EXTRACTED RECORDS:
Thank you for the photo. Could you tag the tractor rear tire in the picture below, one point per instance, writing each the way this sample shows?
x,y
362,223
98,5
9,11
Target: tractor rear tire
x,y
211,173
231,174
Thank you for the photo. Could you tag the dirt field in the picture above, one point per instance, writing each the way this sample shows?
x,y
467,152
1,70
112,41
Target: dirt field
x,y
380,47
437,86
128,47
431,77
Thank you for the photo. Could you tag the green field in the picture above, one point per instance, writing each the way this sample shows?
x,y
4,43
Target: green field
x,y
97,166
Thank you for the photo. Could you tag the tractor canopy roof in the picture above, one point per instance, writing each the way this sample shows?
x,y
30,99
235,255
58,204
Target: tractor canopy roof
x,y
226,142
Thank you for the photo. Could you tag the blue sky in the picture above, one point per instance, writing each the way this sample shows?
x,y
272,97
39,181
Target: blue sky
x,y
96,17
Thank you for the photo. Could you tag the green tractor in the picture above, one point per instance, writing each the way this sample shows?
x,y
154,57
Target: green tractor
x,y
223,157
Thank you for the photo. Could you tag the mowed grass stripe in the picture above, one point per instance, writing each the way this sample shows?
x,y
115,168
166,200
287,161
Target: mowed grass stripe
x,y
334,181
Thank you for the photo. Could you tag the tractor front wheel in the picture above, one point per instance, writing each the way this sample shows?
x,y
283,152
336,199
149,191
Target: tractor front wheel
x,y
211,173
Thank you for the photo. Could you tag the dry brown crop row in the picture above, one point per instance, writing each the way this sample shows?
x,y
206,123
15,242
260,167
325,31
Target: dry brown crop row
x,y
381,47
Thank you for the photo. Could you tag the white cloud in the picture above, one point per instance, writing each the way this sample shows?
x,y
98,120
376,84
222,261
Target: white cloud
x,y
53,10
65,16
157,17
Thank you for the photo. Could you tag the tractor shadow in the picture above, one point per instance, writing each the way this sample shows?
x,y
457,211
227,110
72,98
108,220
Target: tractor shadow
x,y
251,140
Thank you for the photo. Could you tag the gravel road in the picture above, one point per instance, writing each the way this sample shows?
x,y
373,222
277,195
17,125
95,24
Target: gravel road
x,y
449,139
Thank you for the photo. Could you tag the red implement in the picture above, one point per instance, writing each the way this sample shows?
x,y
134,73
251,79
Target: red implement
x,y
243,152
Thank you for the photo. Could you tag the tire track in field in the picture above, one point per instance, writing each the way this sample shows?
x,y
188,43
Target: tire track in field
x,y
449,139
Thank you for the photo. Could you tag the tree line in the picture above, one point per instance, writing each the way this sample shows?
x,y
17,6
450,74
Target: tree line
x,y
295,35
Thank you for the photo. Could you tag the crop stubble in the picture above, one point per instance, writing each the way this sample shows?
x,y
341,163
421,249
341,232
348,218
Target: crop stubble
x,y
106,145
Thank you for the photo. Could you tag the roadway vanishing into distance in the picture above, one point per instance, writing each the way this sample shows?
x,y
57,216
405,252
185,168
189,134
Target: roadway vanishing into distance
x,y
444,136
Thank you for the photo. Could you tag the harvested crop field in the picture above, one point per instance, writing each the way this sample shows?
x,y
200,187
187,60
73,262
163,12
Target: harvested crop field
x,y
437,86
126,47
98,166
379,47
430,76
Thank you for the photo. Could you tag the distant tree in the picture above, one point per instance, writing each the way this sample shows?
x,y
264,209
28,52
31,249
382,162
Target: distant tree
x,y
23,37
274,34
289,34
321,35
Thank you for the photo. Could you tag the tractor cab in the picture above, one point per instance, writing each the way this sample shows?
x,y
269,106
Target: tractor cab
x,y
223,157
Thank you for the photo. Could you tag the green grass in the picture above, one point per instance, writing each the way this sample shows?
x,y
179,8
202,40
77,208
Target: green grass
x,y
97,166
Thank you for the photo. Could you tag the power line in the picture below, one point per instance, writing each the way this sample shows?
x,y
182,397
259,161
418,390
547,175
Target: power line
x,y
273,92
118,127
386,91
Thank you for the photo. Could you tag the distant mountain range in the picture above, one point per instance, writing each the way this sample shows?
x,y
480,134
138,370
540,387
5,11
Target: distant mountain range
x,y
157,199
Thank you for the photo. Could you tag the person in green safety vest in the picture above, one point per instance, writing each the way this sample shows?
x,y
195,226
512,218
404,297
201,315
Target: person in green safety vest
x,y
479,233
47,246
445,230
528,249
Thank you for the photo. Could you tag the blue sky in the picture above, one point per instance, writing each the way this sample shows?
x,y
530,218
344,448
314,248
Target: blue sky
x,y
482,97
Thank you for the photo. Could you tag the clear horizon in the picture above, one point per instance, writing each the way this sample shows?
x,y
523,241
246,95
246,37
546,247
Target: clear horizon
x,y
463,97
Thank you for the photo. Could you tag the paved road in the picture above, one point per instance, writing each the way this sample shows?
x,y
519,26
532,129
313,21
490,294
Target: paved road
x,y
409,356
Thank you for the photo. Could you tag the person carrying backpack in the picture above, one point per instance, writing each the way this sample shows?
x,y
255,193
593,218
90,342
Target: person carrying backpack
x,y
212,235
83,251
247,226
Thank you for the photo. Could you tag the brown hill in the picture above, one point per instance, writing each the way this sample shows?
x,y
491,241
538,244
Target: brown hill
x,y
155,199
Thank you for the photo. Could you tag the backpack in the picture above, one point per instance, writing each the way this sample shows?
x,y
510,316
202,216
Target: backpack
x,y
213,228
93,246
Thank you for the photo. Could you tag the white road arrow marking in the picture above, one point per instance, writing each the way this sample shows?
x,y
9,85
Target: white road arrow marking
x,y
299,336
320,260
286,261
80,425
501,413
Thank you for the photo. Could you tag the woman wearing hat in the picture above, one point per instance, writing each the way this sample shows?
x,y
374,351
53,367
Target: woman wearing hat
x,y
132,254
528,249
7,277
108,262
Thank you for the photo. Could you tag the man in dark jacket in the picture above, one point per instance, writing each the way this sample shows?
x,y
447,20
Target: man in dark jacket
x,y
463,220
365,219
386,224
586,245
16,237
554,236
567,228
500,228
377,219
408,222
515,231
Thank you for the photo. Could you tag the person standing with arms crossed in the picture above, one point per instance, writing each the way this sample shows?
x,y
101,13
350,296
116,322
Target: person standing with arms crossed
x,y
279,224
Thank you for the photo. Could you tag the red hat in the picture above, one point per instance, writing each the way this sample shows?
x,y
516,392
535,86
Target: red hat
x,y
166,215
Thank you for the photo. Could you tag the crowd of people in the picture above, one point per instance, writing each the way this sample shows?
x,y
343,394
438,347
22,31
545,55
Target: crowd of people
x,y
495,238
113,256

EXERCISE PROMPT:
Gather, from the listing above, every line carrying the word "below".

RESPONSE TO THE EXERCISE:
Thank you for the photo. Could you tag the tractor rear tire in the picture below, one point per instance, writing each the way this sample shows?
Thank you for the photo. Could you tag the power line in the picture below, one point per instance, writing each the way this sample shows?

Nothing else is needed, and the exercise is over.